### To do
List every line of the listing below that contains the word "beanie", copying each line in full.
::: Record set
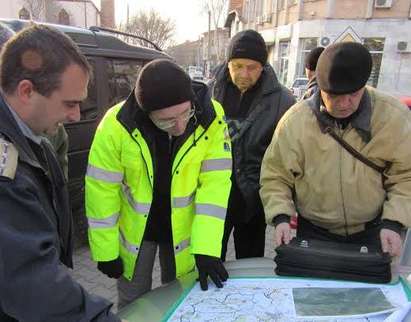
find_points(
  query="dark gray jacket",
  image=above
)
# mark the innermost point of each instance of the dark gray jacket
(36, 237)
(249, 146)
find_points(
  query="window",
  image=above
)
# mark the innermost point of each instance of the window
::::::
::: Record set
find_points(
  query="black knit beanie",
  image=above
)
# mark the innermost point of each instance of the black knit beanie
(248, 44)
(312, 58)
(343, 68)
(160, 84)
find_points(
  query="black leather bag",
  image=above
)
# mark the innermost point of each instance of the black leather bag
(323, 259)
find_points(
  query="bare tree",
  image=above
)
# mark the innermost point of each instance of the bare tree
::::::
### Correct answer
  query="black knit beanie",
# mark the innermost point of each instance of the black knit beanie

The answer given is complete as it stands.